GIVEN PROBLEM: Format the lines below as a Markdown table with the columns "No." and "Line," numbering each row and skipping blank lines. Leave out the pictures.

STORED ROWS:
○ ○ ○
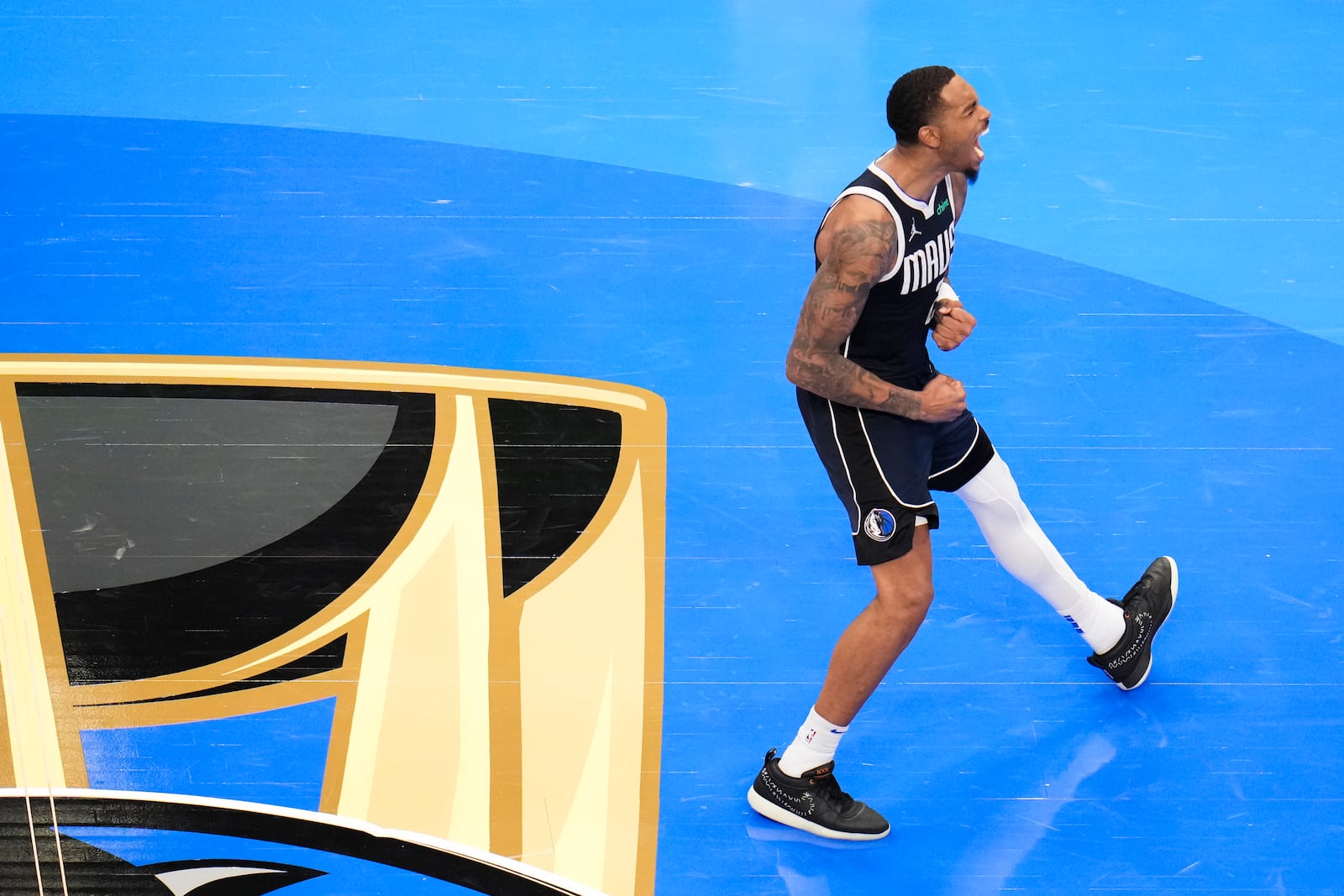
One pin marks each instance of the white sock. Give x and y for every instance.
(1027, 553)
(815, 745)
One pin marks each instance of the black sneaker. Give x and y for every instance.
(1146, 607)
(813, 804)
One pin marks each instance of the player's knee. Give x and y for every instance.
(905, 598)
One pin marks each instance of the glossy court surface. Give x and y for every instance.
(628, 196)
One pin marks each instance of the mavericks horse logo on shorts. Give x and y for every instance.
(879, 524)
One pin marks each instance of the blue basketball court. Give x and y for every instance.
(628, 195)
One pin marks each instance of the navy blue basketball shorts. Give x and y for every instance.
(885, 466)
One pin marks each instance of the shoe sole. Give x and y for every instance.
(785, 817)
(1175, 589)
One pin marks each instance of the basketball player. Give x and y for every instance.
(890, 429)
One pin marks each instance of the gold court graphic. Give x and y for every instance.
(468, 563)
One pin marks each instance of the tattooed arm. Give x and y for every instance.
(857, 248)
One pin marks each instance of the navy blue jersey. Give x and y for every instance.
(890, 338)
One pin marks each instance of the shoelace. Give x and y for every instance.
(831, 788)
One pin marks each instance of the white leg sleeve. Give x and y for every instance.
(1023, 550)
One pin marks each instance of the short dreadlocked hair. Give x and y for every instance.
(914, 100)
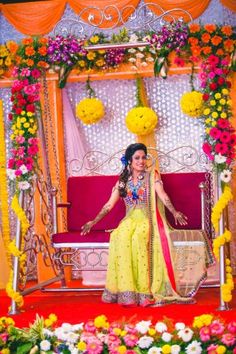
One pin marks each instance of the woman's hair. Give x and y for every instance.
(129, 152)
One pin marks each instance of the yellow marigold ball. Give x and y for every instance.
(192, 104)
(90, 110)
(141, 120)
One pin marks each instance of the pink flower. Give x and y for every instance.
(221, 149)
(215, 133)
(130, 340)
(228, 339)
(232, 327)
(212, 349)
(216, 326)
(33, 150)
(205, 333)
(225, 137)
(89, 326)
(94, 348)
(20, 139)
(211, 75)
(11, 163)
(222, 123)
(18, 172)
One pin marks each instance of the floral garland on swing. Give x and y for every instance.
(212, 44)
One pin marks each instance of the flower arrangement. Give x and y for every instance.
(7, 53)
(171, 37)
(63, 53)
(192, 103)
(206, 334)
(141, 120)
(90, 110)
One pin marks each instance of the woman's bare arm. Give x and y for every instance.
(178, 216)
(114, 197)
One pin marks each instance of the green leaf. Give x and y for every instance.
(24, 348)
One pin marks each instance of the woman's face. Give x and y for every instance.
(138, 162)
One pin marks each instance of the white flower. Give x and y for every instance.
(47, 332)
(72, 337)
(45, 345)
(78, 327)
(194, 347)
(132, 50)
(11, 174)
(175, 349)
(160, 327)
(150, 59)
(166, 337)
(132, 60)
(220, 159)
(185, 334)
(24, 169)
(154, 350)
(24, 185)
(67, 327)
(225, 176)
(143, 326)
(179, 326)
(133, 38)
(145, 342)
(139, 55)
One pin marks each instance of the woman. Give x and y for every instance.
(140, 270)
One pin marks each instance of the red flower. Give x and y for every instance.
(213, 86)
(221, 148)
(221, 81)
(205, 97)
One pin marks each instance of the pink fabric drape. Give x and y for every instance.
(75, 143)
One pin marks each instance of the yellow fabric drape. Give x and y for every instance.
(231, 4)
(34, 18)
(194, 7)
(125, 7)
○ ○ ○
THE SOLUTION:
| No. | Line |
|---|---|
| 1 | One pin marks each instance of the white sock. Give x and y for every instance. |
| 2 | (1027, 553) |
| 3 | (815, 745) |
| 4 | One pin marks each instance of the black sneaker. Give x and y for every instance. |
| 5 | (1146, 607) |
| 6 | (813, 804) |
| 7 | One pin marks each instance of the player's knee. Give x and y for every instance. |
| 8 | (905, 598) |
| 9 | One pin marks each instance of the glossy court surface. Give x and y for every instance. |
| 10 | (628, 196) |
| 11 | One pin marks each instance of the mavericks horse logo on shorts. Give x and y for every instance. |
| 12 | (879, 524) |
| 13 | One pin marks each instance of the blue basketball court. Give x and y for every instance. |
| 14 | (628, 195) |
| 15 | One pin marks each instance of the navy blue basketball shorts. Give x and y for every instance. |
| 16 | (885, 466) |
| 17 | One pin marks each instance of the shoe sole. Give x and y for every instance. |
| 18 | (785, 817) |
| 19 | (1175, 589) |
| 20 | One pin marks each instance of the basketball player. Give x and y for every instance. |
| 21 | (890, 429) |
| 22 | One pin marks each instance of the gold court graphic. Give x and y for every instance. |
| 23 | (468, 563) |
| 24 | One pin marks each instance of the tattooed arm. Give x and y for every instance. |
| 25 | (857, 248) |
| 26 | One pin marks each instance of the navy blue jersey. Give x and y for every instance. |
| 27 | (890, 338) |
| 28 | One pin marks each instance of the shoelace. Give x and y for every instance. |
| 29 | (831, 788) |
| 30 | One pin marks each instance of the white leg sleeve. Give x and y for every instance. |
| 31 | (1023, 550) |
| 32 | One pin marks each instance of the short dreadlocked hair. Give x and y for every instance. |
| 33 | (914, 100) |
| 34 | One pin marks each instance of the woman's hair. Give x and y for every instance. |
| 35 | (129, 152) |
| 36 | One pin marks each instance of the yellow marigold ball. Give x and y for every instance. |
| 37 | (192, 104) |
| 38 | (90, 110) |
| 39 | (141, 120) |
| 40 | One pin marks each instance of the pink flower. Give x and y for every instance. |
| 41 | (221, 149) |
| 42 | (215, 133) |
| 43 | (130, 340) |
| 44 | (228, 339) |
| 45 | (232, 327) |
| 46 | (212, 349) |
| 47 | (216, 326) |
| 48 | (33, 150) |
| 49 | (205, 333) |
| 50 | (225, 137) |
| 51 | (89, 326) |
| 52 | (94, 348) |
| 53 | (20, 139) |
| 54 | (211, 75) |
| 55 | (11, 163) |
| 56 | (222, 123) |
| 57 | (18, 172) |
| 58 | One pin marks each instance of the floral garland on swing. Give x and y for every instance. |
| 59 | (212, 44) |
| 60 | One pin marks each instance of the flower arrangement. Give x and y for every instance. |
| 61 | (7, 53) |
| 62 | (171, 37) |
| 63 | (63, 53) |
| 64 | (192, 103) |
| 65 | (206, 334) |
| 66 | (141, 120) |
| 67 | (90, 110) |
| 68 | One pin marks each instance of the woman's bare arm. Give x and y for every instance. |
| 69 | (178, 216) |
| 70 | (114, 197) |
| 71 | One pin marks each instance of the green leaf. Give x and y for every instance. |
| 72 | (24, 348) |
| 73 | One pin marks each instance of the woman's face. Give x and y for every instance. |
| 74 | (138, 162) |
| 75 | One pin marks each instance of the white flower. Give x and y for every instance. |
| 76 | (47, 332) |
| 77 | (72, 337) |
| 78 | (45, 345) |
| 79 | (78, 327) |
| 80 | (194, 347) |
| 81 | (132, 50) |
| 82 | (11, 174) |
| 83 | (175, 349) |
| 84 | (160, 327) |
| 85 | (150, 59) |
| 86 | (166, 337) |
| 87 | (132, 60) |
| 88 | (220, 159) |
| 89 | (185, 334) |
| 90 | (24, 169) |
| 91 | (154, 350) |
| 92 | (24, 185) |
| 93 | (67, 327) |
| 94 | (225, 176) |
| 95 | (143, 326) |
| 96 | (179, 326) |
| 97 | (133, 38) |
| 98 | (145, 342) |
| 99 | (139, 55) |
| 100 | One pin marks each instance of the woman. Give x and y for every instance. |
| 101 | (140, 270) |
| 102 | One pin marks each instance of the red flower. Give x and y for every instance. |
| 103 | (213, 86) |
| 104 | (221, 148) |
| 105 | (221, 81) |
| 106 | (205, 97) |
| 107 | One pin marks each instance of the pink fabric drape. Give x and y for every instance. |
| 108 | (75, 143) |
| 109 | One pin marks each instance of the yellow fabric drape. Give x and y for every instance. |
| 110 | (231, 4) |
| 111 | (34, 18) |
| 112 | (194, 7) |
| 113 | (125, 7) |